- Tarefa 1 -
De acordo com o texto da página, o que o menino exclamava quando entendia a sua má sorte?
- Tarefa 2 -
Transcreva do texto da página o trecho que vai de "Esse guri amaldiçoado, fumante" até "este seu nome.".

- Texto da página -
╔══

Esse guri amaldiçoado, fumante e ladrão, que levou pancada de amigos, inimigos, pai, mãe, irmãos, vizinhos, condutores de bonde, cobradores da mesma viatura, do mundo inteiro, só andava de carona, pingente de bonde, até que caiu e -pimba!- morreu. Ainda em vida, entendia sua mala suerte e, filosófico, exclamava: "Me canharam". Queria dizer: Eles 1 x 0 Eu, lá ele, o Chicharro, se é que era ele, se é que era este seu nome.
Impossível não nos comovermos com triste sina desse menino, a pobreza, a miséria. Ao mesmo tempo, fiquei imaginando aquela turma contra o Programa Bolsa Família, aquela outra que nem sabe que existe uma lei federal garantindo uma renda básica de cidadania a todos os brasileiros. Fiquei imaginando que eles nunca devem ter tido contato com este "O Resto é Silêncio". Nem com "Vidas Secas" e a batida em retirada de Fabiano, Siá Vitória, os dois meninos e Baleia. E que dizer de "Morte e Vida Severina", com seu Severino Retirante cantando e chorando (na verdade, José, o mestre carpina)? Há corações tão empedernidos que nem a tragédia os leva a simpatizar com os menos aquinhoados.

╚══

- Dados fornecidos -
╔══

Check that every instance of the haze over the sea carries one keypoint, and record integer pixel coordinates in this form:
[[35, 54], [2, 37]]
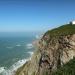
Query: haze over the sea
[[34, 15]]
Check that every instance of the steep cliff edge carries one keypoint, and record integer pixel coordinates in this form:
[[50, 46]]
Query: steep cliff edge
[[55, 48]]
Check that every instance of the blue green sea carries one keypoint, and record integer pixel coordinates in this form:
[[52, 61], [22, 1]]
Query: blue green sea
[[15, 50]]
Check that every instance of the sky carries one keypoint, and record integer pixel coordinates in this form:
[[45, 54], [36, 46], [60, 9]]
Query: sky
[[35, 15]]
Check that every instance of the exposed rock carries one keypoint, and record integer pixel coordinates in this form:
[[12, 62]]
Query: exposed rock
[[52, 53]]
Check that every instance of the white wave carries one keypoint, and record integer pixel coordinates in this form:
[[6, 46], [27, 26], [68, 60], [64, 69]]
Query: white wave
[[13, 68], [18, 45], [1, 69], [31, 53], [29, 46], [9, 47], [37, 36]]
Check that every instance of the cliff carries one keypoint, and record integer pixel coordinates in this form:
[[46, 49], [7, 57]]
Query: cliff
[[55, 49]]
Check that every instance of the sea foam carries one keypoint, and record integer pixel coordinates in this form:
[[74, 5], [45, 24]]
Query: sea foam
[[14, 67]]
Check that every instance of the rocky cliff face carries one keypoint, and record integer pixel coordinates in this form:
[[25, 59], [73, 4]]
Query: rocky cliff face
[[52, 52]]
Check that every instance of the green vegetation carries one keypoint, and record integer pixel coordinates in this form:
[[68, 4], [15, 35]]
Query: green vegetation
[[67, 29], [67, 69]]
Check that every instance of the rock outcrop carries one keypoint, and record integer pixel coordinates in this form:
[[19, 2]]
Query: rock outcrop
[[54, 50]]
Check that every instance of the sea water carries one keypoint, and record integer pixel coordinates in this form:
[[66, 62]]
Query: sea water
[[15, 50]]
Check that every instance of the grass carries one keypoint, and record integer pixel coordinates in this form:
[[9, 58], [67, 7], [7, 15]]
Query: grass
[[67, 29]]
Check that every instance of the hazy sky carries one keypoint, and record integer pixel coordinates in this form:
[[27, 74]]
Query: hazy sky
[[34, 15]]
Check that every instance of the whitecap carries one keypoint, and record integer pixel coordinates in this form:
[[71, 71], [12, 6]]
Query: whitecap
[[29, 46], [9, 47], [13, 68], [31, 53], [2, 69], [18, 45]]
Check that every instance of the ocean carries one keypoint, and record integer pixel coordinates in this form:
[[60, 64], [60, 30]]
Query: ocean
[[15, 50]]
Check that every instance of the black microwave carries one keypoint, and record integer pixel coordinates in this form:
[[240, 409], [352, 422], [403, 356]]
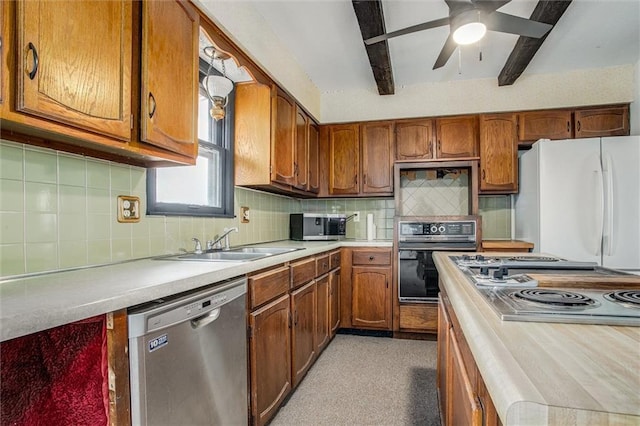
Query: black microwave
[[317, 226]]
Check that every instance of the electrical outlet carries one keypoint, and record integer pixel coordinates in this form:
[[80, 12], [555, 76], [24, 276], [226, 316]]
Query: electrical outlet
[[128, 208], [244, 214]]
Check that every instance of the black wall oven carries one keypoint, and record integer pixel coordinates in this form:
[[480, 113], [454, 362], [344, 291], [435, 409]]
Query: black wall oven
[[418, 238]]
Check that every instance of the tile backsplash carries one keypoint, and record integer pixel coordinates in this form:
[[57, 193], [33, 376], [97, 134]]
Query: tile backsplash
[[58, 211]]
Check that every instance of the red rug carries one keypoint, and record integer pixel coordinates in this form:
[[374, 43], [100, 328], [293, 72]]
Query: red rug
[[56, 377]]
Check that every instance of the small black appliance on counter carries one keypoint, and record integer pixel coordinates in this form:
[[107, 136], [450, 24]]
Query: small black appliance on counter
[[317, 226]]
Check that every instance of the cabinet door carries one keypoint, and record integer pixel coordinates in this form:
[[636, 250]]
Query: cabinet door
[[270, 358], [301, 165], [344, 159], [465, 406], [602, 122], [169, 98], [322, 313], [371, 297], [303, 309], [284, 144], [444, 367], [334, 301], [76, 71], [457, 137], [536, 125], [414, 140], [498, 153], [377, 158], [314, 159]]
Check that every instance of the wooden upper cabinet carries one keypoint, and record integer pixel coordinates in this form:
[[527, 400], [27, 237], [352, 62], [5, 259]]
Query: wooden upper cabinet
[[344, 159], [613, 121], [498, 153], [314, 159], [284, 143], [301, 164], [457, 137], [377, 158], [414, 140], [77, 71], [169, 96], [554, 124]]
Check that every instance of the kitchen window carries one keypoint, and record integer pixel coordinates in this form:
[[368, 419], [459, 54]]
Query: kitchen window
[[206, 188]]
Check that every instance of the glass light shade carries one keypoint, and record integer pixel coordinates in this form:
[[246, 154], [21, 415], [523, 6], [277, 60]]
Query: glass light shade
[[469, 33], [217, 86]]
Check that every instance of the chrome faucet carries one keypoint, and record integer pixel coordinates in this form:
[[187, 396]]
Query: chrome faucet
[[216, 244], [198, 247]]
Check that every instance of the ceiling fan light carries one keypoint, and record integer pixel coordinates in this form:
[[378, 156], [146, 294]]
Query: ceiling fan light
[[469, 33]]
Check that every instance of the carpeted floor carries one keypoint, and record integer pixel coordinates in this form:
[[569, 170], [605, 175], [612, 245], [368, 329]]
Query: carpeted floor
[[367, 381]]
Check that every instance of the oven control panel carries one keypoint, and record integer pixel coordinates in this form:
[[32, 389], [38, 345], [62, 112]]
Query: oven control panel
[[442, 230]]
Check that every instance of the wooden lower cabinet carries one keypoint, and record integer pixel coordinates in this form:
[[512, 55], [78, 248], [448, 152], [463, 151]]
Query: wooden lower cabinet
[[334, 302], [322, 313], [270, 358], [303, 311], [464, 398], [371, 297]]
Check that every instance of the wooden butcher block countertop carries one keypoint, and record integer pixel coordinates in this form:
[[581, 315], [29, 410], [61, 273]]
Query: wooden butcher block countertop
[[548, 373]]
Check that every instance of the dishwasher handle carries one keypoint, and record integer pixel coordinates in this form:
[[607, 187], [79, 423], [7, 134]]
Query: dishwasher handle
[[205, 319]]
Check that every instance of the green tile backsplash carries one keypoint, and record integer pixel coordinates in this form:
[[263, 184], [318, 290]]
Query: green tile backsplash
[[58, 211]]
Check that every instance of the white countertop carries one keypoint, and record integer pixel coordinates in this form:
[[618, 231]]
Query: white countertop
[[34, 303], [548, 373]]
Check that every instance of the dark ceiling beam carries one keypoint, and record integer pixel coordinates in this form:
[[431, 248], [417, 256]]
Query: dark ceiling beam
[[371, 21], [525, 49]]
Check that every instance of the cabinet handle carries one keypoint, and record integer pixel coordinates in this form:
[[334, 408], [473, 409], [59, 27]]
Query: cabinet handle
[[36, 61], [152, 105]]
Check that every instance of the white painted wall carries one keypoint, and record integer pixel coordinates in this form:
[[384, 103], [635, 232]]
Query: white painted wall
[[585, 87], [635, 106], [248, 29]]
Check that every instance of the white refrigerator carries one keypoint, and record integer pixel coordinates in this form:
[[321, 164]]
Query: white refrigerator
[[580, 199]]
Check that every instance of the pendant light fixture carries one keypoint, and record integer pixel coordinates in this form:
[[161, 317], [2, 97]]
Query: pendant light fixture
[[217, 87]]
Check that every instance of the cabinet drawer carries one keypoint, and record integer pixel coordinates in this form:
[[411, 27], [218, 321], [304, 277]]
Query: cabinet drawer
[[268, 285], [334, 259], [303, 271], [322, 264], [371, 257]]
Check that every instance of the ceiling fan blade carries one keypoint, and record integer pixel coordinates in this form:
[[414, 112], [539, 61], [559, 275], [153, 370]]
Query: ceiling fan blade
[[498, 21], [490, 5], [408, 30], [446, 52]]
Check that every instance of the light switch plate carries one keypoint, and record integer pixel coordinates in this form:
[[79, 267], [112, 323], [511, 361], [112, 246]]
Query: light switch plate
[[128, 209]]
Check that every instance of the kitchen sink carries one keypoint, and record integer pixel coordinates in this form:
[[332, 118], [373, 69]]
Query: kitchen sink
[[239, 254]]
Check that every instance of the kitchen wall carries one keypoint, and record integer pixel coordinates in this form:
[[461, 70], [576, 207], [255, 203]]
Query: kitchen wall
[[58, 210]]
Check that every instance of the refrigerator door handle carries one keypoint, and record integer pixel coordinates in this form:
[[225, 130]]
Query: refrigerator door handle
[[601, 210], [607, 237]]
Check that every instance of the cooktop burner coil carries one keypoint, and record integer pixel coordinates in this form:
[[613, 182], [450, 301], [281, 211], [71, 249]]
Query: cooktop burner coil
[[533, 259], [626, 298], [554, 298]]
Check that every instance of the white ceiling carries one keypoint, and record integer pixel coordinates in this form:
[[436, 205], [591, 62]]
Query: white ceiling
[[325, 38]]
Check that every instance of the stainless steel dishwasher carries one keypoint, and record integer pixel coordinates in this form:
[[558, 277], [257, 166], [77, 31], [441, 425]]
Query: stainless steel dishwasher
[[188, 358]]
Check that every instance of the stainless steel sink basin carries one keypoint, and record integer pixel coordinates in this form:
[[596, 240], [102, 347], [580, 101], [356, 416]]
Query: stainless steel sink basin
[[240, 254], [269, 251]]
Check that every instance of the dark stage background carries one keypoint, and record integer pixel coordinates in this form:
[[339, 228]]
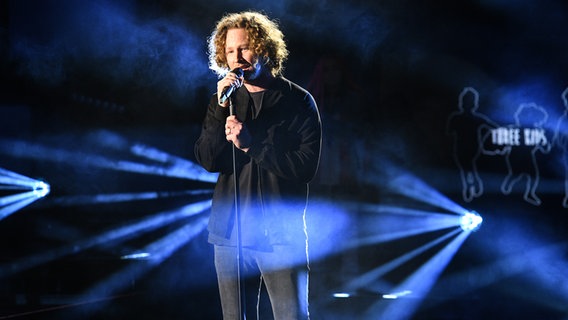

╚══

- Espaço da resposta 1 -
Ele exclamava: "Me canharam".

- Espaço da resposta 2 -
Esse guri amaldiçoado, fumante e ladrão, que levou pancada de amigos, inimigos, pai, mãe, irmãos, vizinhos, condutores de bonde, cobradores da mesma viatura, do mundo inteiro, só andava de carona, pingente de bonde, até que caiu e -pimba!- morreu. Ainda em vida, entendia sua mala suerte e, filosófico, exclamava: "Me canharam". Queria dizer: Eles 1 x 0 Eu, lá ele, o Chicharro, se é que era ele, se é que era este seu nome.